* **To be done**
Lines before the one containing "the man's face" are excluded; reproduce that line and all lines after it in the entries below, exactly.

* **Supplied records**
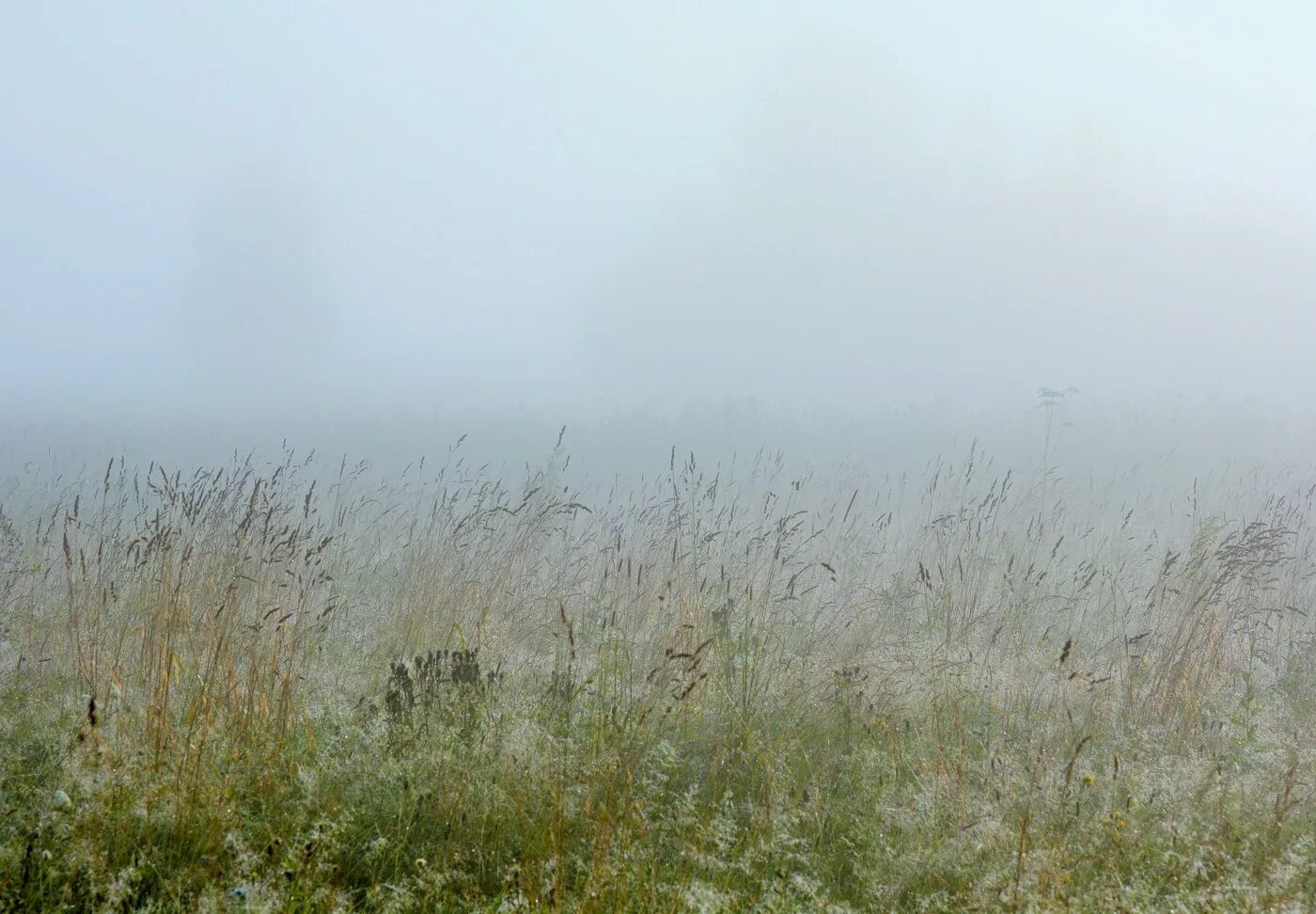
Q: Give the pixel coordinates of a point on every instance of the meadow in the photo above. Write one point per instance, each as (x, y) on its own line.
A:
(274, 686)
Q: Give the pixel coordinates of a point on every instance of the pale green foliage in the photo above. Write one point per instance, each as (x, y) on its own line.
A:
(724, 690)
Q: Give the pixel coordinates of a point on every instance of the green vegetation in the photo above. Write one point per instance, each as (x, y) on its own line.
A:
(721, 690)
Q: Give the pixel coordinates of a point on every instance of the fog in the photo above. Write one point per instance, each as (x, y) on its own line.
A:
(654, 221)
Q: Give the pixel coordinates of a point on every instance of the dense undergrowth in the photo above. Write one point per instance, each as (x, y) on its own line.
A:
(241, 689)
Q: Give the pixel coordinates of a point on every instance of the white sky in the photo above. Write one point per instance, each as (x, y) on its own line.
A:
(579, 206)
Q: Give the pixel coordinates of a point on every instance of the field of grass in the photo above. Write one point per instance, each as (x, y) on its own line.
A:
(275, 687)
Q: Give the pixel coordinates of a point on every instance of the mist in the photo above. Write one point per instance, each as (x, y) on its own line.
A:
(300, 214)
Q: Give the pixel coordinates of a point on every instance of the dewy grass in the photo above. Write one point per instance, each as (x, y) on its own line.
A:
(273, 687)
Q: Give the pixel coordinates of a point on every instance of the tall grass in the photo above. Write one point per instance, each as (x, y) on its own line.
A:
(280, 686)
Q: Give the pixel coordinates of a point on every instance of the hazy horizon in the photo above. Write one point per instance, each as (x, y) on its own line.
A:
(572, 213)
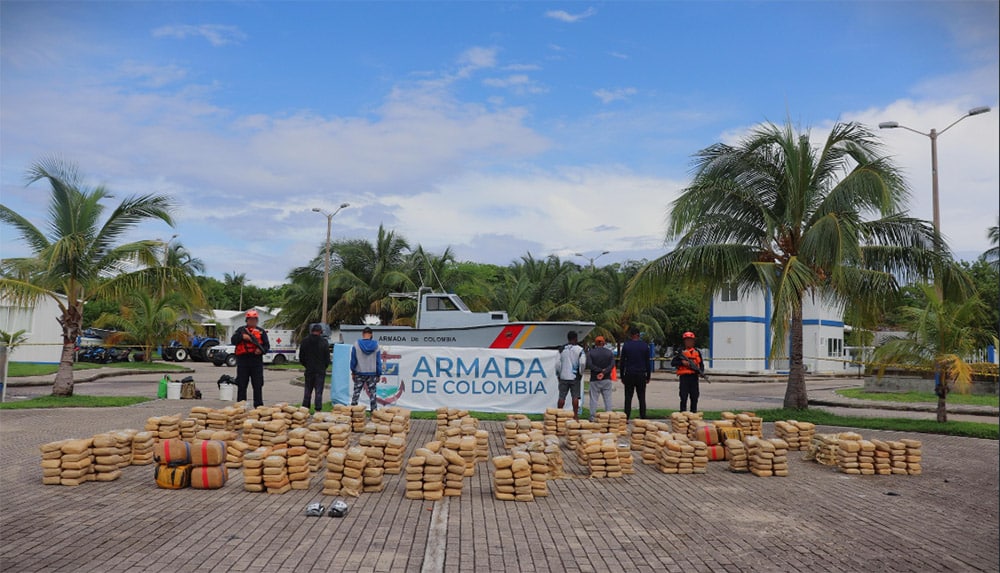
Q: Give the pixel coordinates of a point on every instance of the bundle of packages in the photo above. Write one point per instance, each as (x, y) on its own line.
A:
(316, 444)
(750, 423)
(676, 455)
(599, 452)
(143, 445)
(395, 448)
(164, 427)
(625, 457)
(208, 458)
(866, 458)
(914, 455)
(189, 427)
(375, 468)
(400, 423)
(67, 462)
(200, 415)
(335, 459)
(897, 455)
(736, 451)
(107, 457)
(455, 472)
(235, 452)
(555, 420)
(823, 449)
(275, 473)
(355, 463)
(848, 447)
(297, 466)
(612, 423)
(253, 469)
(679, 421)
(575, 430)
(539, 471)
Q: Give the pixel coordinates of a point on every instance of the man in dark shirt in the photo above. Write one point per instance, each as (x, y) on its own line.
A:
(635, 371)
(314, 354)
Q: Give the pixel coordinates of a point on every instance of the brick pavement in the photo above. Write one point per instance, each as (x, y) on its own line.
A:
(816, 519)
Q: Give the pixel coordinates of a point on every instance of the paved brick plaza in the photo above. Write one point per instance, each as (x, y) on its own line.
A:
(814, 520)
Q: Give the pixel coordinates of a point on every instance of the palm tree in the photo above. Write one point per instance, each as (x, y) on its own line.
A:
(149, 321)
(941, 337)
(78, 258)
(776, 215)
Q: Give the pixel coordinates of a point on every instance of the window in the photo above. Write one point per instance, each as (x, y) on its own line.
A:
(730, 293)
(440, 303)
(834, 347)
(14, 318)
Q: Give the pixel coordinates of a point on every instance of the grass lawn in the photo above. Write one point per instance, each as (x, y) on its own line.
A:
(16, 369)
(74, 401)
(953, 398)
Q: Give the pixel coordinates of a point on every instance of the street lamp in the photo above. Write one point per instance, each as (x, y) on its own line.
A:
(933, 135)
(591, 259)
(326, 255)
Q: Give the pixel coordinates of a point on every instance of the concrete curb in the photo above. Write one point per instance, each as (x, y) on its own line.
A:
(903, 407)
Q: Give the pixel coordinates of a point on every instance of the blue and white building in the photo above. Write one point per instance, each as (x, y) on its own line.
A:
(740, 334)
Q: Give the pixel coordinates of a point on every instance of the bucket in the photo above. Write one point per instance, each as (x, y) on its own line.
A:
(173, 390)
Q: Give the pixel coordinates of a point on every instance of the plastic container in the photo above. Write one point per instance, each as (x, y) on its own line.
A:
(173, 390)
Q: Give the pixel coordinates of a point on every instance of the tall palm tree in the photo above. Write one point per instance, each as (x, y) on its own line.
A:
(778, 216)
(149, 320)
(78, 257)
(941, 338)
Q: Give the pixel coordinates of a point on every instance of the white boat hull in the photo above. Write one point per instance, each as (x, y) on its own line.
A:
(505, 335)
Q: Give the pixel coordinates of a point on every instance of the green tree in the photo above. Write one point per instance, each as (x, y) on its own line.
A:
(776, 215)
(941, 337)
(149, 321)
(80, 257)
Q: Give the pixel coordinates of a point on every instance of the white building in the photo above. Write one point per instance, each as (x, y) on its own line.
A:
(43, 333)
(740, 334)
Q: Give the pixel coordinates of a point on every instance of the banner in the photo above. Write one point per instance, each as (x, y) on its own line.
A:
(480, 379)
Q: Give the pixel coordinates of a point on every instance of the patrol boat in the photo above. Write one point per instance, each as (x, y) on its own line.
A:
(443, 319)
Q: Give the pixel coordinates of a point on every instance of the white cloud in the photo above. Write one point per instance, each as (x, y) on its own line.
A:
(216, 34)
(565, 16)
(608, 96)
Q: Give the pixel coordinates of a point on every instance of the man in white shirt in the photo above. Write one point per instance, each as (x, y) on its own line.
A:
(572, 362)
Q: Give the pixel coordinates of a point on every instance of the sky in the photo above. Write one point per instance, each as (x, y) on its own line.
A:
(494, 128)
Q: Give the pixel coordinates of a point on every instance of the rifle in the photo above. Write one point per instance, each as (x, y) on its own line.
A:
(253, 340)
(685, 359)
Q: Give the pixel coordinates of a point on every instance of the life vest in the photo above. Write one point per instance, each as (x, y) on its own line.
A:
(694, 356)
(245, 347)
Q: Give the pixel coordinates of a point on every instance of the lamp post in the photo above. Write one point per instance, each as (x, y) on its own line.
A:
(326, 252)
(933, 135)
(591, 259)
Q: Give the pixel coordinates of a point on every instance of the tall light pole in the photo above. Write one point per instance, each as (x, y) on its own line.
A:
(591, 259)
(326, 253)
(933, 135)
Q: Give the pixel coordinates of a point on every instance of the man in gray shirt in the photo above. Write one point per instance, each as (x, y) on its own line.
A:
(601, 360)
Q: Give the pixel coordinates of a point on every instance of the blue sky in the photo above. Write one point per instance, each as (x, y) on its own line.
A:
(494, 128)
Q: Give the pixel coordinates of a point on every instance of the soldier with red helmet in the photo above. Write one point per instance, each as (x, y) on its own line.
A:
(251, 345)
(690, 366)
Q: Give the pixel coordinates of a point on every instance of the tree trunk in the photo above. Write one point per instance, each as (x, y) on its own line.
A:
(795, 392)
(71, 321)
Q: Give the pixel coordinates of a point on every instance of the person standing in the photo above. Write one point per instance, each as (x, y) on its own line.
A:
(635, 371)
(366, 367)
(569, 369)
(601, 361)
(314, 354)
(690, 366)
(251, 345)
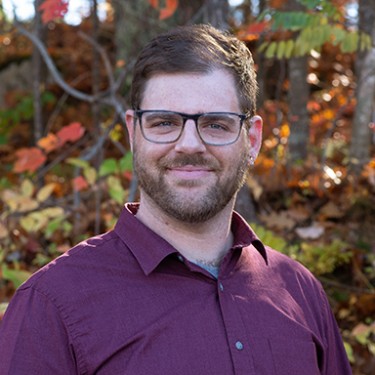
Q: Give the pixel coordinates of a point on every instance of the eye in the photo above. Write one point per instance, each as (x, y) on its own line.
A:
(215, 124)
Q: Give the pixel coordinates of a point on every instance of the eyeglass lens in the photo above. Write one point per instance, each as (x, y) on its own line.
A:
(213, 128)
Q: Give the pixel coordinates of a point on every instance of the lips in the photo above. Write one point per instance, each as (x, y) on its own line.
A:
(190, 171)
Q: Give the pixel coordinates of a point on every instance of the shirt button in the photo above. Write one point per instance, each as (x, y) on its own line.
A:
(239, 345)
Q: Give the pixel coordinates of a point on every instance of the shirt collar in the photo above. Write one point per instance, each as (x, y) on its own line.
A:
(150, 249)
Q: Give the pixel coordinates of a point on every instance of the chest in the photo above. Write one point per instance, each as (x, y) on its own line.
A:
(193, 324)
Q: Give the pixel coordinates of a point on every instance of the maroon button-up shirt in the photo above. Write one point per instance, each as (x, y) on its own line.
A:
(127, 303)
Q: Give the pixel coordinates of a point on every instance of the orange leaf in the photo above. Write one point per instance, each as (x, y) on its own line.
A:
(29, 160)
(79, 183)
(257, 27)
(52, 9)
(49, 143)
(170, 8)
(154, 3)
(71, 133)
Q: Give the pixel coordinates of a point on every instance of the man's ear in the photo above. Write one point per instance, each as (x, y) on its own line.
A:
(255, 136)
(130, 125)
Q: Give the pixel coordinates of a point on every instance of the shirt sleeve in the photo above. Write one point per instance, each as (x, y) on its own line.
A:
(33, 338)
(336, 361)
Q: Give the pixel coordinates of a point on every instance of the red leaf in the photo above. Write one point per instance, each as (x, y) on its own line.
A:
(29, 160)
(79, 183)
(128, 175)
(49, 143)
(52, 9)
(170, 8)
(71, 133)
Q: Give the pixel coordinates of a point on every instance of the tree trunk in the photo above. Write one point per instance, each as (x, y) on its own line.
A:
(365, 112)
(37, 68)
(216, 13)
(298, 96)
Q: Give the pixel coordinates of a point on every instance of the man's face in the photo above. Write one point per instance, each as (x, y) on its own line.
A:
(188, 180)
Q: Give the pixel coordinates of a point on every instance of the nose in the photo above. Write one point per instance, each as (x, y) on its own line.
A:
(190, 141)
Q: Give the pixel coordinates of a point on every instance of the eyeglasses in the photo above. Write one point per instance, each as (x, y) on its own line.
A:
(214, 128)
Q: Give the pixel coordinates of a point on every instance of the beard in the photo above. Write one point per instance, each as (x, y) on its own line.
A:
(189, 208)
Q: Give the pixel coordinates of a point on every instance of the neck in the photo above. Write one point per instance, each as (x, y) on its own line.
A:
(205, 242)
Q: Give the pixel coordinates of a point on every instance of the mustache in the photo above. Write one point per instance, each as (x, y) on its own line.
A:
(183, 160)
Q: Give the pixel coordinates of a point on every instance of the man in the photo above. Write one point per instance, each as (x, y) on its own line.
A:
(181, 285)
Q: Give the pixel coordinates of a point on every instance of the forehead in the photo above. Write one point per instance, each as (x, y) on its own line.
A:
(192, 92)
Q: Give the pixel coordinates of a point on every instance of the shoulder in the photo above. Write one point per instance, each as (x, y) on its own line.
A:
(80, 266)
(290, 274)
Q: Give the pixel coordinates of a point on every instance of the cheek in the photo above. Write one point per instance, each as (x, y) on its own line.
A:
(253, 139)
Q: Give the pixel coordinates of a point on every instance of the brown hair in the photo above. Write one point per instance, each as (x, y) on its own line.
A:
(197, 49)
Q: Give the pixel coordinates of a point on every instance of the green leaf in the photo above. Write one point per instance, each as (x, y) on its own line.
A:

* **Answer**
Q: Give the pixel coordinates of a point on every instance of the man's face in the photo above. Write one point per instance, each as (x, y) on its own line.
A:
(188, 180)
Q: Give the pixel coordinates of a point on every instance of the nose in the photo above. Write one point per instance, each as (x, y) on its own line.
A:
(190, 141)
Q: Give the pixel coordinates of a point on every instance of the eyeglasses in the photo above. Write one point per instance, each as (x, y) on its own line.
A:
(214, 128)
Q: Give the pixel coordinates of a point on every instance of the beard in the photo above. Write one point per instance, each as (x, y) on its own line.
A:
(189, 208)
Q: Give the pixel coordinates of a point on every instance of the neck in the photo above. Write one point per instance, each as (x, y) on its own line.
A:
(205, 242)
Q: Give the pixel coordinates of a point on every instance of the mustache in the photo above. Write one point per instance, each as (x, y) on its own line.
A:
(183, 160)
Q: Give the pixel coordinates of a point on every instance of the man in the photo above. Write one point per instance, each as (x, y) on its own line.
A:
(181, 285)
Q: Give the pixel coordinates of a point on every instance of the forehead in the photo above. Write one point per instance, each as (x, y) on its own line.
A:
(192, 92)
Q: Give the pixel coordinates of a point on every instance of the shoulder in the photo above. Write one point per instance, each as (x, y) on its own line.
A:
(80, 266)
(290, 274)
Q: Give the pixel coordinates of a point on every instance of the cheek in the photo above. Write one point per instance, each as (x, y) on its own line.
A:
(253, 139)
Q: Give the pixel coordinates of a point on every instance of the brown hair in the photo above. Write one point per instance, each as (x, y) on its own line.
A:
(197, 49)
Q: Give the pixel coordinates of a point on every instance of the green leaf in the photo above. Write one point per instance, each as (x, y) on its own line.
A:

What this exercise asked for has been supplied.